**EXCERPT:**

Thursday, September 15, 2005

What "Word Nerds" Do... (Because all verbose, smart people enjoy a good play on words.)

You've probably gotten these in an email at one point or another, and I've probably been the one to send them to you, if I have your email address. That being said, I still felt like posting them. My favourites are "Karmageddon", and the "Dopeler Effect".

Unfortunately, I've actually had "Caterpallor" happen to me. It's enough to almost make you puke.

The Washington Post's Mensa Invitational once again asked readers to take any word from the dictionary, alter it by adding, subtracting, or changing one letter, and supply a new definition.
Here are this year's winners:

1. Reintarnation: Coming back to life as a hillbilly.

2. Bozone (n.): The substance surrounding stupid people that stops bright ideas from penetrating. The bozone layer, unfortunately, shows little sign of breaking down in the near future.

3. Foreploy: Any misrepresentation about yourself for the purpose of getting laid.

4. Cashtration (n.): The act of buying a house, which renders the subject financially impotent for an indefinite period.

5. Giraffiti: Vandalism spray-painted very, very high.

**ACTIVITY:**
Copy out the entire wordplay post above, word for word.

**GIVEN ENTRIES:**
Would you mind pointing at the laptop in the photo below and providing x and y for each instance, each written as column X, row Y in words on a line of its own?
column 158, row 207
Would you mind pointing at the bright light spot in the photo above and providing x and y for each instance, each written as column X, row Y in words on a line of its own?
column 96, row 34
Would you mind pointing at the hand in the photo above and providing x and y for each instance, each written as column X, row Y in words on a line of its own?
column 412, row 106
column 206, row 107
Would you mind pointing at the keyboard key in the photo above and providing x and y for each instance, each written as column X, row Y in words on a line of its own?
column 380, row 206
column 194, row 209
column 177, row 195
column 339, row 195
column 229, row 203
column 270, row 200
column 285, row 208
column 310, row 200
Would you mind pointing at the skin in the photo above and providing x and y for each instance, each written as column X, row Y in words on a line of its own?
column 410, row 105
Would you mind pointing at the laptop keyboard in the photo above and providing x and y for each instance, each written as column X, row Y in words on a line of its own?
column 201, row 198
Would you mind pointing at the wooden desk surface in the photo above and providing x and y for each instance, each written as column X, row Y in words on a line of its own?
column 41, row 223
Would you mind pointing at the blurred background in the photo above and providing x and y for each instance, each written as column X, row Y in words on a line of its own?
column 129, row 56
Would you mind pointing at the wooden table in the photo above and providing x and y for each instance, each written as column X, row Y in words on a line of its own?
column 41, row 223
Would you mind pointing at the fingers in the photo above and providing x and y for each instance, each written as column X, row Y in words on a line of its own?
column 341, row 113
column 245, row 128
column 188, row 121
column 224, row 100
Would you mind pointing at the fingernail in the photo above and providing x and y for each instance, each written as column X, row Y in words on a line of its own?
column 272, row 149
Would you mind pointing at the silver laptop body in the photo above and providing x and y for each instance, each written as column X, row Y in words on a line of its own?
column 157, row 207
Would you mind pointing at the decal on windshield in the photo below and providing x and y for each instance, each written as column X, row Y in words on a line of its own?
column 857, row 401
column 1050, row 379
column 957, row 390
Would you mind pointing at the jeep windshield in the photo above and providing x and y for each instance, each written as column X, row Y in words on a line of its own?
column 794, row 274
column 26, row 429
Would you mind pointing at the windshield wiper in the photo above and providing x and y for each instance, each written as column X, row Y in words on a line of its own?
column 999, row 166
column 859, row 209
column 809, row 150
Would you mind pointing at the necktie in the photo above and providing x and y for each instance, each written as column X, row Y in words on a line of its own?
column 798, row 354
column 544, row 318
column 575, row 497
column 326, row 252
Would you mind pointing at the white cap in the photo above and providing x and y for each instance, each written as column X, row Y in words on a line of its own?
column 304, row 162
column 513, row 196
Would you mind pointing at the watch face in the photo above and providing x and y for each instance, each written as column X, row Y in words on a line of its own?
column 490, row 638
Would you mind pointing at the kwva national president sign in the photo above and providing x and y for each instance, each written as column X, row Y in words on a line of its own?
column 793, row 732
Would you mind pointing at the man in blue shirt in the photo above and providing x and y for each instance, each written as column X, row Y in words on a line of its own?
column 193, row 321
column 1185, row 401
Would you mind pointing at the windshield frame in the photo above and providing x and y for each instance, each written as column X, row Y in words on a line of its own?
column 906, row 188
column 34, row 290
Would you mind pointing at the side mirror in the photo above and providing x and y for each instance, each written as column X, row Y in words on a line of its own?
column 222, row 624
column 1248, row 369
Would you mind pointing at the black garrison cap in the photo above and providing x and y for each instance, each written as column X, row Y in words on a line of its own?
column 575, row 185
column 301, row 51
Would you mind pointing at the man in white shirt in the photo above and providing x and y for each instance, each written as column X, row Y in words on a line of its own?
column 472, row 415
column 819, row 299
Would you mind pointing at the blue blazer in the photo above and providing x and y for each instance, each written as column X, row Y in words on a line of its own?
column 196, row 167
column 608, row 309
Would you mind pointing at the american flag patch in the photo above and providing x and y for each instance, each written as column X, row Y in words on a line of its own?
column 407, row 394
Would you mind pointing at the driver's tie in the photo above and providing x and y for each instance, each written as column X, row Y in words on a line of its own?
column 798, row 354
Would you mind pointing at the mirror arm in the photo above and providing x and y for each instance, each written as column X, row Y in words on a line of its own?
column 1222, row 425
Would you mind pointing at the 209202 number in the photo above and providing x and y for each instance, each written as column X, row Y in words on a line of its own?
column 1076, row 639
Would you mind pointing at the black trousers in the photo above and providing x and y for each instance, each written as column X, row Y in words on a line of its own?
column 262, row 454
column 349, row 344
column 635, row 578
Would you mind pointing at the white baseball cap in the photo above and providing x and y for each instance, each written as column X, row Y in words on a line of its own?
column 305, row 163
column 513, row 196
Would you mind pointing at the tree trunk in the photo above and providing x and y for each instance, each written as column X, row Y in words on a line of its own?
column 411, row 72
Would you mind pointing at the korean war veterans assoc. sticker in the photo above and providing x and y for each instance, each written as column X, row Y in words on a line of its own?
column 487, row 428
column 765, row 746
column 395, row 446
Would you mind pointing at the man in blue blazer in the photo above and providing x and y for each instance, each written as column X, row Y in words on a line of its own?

**SOLUTION TO THIS EXERCISE:**
Thursday, September 15, 2005

What "Word Nerds" Do... (Because all verbose, smart people enjoy a good play on words.)

You've probably gotten these in an email at one point or another, and I've probably been the one to send them to you, if I have your email address. That being said, I still felt like posting them. My favourites are "Karmageddon", and the "Dopeler Effect".

Unfortunately, I've actually had "Caterpallor" happen to me. It's enough to almost make you puke.

The Washington Post's Mensa Invitational once again asked readers to take any word from the dictionary, alter it by adding, subtracting, or changing one letter, and supply a new definition.
Here are this year's winners:

1. Reintarnation: Coming back to life as a hillbilly.

2. Bozone (n.): The substance surrounding stupid people that stops bright ideas from penetrating. The bozone layer, unfortunately, shows little sign of breaking down in the near future.

3. Foreploy: Any misrepresentation about yourself for the purpose of getting laid.

4. Cashtration (n.): The act of buying a house, which renders the subject financially impotent for an indefinite period.

5. Giraffiti: Vandalism spray-painted very, very high.